■ Records for the task ■
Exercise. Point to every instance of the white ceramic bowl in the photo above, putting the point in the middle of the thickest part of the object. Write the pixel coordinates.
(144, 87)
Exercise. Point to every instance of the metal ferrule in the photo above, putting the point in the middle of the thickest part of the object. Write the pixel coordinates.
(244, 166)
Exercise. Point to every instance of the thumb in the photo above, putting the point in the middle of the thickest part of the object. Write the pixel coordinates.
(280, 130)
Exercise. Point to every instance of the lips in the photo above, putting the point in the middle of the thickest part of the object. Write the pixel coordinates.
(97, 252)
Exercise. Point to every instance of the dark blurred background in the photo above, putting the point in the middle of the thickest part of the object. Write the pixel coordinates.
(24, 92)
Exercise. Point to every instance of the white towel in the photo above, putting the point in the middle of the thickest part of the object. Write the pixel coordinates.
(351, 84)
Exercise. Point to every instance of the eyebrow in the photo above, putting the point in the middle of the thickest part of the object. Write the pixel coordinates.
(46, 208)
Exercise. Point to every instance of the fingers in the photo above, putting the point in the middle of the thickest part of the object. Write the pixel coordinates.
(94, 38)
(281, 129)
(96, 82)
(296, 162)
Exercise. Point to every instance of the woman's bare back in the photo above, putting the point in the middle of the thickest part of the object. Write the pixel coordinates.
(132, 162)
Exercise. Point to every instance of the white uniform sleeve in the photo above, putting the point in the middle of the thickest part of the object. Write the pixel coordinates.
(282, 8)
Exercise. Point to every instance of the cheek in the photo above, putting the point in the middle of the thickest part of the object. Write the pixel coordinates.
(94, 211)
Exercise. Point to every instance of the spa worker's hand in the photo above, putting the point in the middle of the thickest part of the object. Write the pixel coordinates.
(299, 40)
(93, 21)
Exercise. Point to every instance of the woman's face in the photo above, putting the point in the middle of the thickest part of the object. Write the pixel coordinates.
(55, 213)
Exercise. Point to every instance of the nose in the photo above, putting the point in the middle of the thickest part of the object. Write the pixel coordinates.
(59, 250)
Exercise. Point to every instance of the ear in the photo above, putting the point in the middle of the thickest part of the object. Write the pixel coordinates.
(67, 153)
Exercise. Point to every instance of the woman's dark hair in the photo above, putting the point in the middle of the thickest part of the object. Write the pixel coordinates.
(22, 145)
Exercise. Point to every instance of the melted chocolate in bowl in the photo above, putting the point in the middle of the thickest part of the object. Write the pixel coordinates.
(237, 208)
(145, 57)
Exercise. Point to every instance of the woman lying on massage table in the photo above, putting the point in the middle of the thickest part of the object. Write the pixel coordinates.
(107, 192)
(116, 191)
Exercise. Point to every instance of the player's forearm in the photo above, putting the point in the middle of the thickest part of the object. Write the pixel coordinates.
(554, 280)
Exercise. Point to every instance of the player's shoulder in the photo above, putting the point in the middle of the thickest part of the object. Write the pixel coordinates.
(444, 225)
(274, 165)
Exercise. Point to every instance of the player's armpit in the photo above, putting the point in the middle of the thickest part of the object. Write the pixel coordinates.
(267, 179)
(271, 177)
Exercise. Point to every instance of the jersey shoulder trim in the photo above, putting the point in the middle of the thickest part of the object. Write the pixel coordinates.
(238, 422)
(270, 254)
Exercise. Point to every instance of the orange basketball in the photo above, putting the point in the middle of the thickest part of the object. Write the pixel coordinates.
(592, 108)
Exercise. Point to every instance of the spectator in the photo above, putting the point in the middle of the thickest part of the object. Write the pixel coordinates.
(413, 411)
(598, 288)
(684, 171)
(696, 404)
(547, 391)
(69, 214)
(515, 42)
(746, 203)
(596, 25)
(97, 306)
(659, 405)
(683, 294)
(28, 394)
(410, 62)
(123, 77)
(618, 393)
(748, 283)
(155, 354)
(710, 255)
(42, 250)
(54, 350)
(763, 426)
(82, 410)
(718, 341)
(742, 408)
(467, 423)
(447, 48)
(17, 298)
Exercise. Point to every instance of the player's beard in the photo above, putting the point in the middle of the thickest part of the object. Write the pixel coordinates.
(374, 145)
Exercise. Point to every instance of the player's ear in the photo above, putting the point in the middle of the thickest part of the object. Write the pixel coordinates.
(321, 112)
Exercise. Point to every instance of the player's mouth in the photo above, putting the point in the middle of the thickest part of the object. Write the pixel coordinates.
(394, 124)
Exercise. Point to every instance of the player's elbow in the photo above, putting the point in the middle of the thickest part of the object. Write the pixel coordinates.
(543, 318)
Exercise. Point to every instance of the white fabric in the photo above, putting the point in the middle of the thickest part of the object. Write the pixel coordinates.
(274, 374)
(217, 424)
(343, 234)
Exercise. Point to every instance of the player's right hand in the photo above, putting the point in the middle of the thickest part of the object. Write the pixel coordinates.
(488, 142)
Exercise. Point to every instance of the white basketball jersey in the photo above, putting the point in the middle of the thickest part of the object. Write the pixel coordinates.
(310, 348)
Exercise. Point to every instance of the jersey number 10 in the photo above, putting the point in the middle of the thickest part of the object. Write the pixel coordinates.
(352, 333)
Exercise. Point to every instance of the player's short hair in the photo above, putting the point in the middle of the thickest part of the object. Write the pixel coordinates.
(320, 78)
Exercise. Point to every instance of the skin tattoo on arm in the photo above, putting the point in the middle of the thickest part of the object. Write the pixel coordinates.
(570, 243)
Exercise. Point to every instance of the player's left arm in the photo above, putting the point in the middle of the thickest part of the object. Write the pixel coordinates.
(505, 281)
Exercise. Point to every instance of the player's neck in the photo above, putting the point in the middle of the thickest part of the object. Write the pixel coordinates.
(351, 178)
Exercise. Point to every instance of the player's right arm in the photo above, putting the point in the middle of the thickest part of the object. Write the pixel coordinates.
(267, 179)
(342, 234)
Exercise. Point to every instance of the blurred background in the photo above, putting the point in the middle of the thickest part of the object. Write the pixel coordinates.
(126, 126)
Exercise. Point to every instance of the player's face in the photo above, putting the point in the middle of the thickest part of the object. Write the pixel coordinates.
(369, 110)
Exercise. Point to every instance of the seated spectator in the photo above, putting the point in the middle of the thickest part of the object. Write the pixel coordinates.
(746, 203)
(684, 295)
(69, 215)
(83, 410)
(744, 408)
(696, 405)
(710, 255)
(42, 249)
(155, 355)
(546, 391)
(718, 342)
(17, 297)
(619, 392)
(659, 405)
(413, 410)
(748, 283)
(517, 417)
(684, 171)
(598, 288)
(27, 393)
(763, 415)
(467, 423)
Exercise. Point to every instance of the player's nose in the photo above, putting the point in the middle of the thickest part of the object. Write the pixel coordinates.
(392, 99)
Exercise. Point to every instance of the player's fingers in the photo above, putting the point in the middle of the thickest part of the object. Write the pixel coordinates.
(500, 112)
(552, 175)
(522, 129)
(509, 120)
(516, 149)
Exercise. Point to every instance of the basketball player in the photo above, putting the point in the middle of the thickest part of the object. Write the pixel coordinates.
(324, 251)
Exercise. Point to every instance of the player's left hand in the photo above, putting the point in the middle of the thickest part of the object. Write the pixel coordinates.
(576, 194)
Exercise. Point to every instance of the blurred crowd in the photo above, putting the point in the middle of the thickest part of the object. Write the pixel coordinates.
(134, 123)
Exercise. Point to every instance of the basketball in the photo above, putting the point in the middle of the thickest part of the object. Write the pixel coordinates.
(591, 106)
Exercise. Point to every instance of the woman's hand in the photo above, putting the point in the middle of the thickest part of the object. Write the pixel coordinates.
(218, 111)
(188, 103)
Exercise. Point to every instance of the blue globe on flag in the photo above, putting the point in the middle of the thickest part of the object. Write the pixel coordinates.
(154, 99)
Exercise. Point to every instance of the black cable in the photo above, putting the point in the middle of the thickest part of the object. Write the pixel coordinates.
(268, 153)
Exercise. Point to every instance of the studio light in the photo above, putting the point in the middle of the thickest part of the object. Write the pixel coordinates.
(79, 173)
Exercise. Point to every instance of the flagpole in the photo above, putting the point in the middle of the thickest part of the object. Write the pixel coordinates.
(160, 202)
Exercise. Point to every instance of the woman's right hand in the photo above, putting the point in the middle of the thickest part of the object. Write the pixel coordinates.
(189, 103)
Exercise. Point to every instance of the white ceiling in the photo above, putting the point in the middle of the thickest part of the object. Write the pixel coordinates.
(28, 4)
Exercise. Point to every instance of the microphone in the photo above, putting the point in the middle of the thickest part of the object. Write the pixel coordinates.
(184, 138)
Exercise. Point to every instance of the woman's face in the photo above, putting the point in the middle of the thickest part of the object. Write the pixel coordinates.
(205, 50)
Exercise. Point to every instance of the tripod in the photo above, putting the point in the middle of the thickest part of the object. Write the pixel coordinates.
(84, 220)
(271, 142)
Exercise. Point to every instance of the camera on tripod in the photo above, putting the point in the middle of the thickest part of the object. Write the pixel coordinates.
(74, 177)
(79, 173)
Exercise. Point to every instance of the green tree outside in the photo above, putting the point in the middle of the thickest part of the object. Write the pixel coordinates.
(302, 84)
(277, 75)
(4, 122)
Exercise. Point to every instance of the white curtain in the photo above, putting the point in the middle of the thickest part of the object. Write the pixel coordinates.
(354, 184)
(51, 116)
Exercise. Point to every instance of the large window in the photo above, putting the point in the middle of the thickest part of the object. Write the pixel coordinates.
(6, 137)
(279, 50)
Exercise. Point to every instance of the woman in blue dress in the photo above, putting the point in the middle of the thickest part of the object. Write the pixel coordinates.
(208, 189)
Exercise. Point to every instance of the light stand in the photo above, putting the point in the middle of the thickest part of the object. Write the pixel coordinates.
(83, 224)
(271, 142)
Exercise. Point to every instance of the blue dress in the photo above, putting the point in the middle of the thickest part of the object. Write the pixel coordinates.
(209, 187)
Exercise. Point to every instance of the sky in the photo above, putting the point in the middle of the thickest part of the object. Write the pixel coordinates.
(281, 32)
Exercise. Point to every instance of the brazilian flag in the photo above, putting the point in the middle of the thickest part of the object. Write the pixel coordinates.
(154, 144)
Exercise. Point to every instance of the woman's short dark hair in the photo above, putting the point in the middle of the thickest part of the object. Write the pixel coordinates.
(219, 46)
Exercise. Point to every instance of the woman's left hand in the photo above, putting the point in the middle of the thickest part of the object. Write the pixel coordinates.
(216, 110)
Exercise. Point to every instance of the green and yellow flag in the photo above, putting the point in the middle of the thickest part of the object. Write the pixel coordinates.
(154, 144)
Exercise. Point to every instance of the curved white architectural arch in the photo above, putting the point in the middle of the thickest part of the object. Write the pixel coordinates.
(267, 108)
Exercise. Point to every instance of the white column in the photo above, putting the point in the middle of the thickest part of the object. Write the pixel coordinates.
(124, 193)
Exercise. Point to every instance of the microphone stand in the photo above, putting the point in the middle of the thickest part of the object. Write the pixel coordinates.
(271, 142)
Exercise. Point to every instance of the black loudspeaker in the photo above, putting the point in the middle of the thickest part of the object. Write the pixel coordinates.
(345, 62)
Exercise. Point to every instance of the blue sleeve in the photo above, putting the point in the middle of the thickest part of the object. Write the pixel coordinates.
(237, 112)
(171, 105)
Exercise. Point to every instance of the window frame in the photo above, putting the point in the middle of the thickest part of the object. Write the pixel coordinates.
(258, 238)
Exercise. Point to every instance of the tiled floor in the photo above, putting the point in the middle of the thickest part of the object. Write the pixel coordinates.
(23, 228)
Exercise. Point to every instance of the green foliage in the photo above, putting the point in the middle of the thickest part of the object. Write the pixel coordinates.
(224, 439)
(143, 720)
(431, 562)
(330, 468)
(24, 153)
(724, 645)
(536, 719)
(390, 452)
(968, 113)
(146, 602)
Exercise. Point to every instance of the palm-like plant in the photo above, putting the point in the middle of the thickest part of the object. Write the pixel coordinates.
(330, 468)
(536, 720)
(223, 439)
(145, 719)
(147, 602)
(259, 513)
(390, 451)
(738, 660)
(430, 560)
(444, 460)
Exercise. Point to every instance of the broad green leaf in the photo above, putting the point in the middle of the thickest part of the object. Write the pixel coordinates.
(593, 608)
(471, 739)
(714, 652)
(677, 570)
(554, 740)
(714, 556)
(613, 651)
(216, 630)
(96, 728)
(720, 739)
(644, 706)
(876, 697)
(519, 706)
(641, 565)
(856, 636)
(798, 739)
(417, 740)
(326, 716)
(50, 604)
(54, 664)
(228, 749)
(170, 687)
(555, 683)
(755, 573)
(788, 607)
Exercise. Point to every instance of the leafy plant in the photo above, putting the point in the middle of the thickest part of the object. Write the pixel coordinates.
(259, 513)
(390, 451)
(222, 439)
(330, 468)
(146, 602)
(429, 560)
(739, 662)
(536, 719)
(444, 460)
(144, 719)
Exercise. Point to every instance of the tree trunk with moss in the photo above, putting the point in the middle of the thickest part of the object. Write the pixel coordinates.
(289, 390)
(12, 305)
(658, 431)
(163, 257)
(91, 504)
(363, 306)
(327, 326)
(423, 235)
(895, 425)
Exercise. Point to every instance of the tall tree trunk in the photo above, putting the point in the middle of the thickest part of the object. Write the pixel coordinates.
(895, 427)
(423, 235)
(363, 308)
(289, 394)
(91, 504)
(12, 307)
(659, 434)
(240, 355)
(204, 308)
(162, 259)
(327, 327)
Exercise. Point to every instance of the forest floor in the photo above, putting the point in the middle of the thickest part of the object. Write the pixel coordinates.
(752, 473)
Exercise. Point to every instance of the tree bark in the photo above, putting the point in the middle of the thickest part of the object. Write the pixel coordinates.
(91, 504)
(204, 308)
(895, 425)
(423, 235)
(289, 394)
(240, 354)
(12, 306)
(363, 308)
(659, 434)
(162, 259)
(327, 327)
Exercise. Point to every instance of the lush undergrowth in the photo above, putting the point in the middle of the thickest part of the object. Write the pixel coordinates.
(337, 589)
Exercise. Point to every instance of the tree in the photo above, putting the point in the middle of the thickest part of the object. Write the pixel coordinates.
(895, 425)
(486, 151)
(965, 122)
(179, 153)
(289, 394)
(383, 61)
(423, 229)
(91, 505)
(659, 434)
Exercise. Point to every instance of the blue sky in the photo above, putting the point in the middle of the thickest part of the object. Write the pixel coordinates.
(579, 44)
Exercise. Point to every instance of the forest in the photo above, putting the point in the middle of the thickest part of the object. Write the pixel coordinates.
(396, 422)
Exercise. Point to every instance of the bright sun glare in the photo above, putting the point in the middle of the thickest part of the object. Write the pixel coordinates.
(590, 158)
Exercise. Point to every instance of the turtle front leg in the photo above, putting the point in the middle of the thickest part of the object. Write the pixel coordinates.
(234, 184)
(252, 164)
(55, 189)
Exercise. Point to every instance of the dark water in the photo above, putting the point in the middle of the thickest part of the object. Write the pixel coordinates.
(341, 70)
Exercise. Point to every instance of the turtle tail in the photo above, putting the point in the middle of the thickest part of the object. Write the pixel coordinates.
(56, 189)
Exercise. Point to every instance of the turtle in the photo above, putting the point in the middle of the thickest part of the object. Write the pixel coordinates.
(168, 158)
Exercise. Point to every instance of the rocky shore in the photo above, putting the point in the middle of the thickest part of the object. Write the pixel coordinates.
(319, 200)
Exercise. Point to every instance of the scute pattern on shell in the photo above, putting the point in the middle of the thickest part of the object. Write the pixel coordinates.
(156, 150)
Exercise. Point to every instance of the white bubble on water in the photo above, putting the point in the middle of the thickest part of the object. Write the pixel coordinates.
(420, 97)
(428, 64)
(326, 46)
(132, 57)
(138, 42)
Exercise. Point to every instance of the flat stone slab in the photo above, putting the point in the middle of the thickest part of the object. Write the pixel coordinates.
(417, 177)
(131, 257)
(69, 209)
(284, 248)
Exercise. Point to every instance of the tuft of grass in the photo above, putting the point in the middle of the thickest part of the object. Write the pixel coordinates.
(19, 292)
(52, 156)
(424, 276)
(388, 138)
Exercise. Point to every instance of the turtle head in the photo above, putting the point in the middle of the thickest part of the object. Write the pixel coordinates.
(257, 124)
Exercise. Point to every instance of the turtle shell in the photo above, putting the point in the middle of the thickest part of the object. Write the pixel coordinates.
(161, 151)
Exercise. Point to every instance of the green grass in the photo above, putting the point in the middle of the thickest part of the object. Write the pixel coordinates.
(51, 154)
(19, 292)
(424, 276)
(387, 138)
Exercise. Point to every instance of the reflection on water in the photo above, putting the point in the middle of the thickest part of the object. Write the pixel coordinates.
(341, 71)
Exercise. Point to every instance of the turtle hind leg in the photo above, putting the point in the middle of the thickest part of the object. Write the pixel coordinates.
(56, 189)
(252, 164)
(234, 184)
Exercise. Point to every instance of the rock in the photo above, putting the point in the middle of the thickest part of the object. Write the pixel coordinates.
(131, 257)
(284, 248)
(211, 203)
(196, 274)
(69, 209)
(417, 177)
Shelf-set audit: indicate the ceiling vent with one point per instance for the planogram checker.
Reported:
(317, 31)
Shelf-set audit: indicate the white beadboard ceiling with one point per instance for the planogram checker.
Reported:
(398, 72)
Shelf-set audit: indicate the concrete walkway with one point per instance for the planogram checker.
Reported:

■ Aim ■
Transcribe, word for word, every line from the one containing "Exercise. Point to every instance of the rock in" through the final line of the entries, and nothing else.

■ Finished answer ■
Exercise. Point to every instance of the rock in the photo above, putting the point in the middle of the thickest part of the object. Write the pixel coordinates.
(131, 257)
(284, 248)
(211, 203)
(196, 274)
(69, 209)
(417, 177)
Shelf-set audit: indicate the ceiling vent with one point per instance for the planogram checker.
Reported:
(317, 31)
Shelf-set audit: indicate the white beadboard ceiling with one point per instance for the planogram checker.
Reported:
(398, 72)
Shelf-set audit: indicate the concrete walkway with one point per instance for the planogram checker.
Reported:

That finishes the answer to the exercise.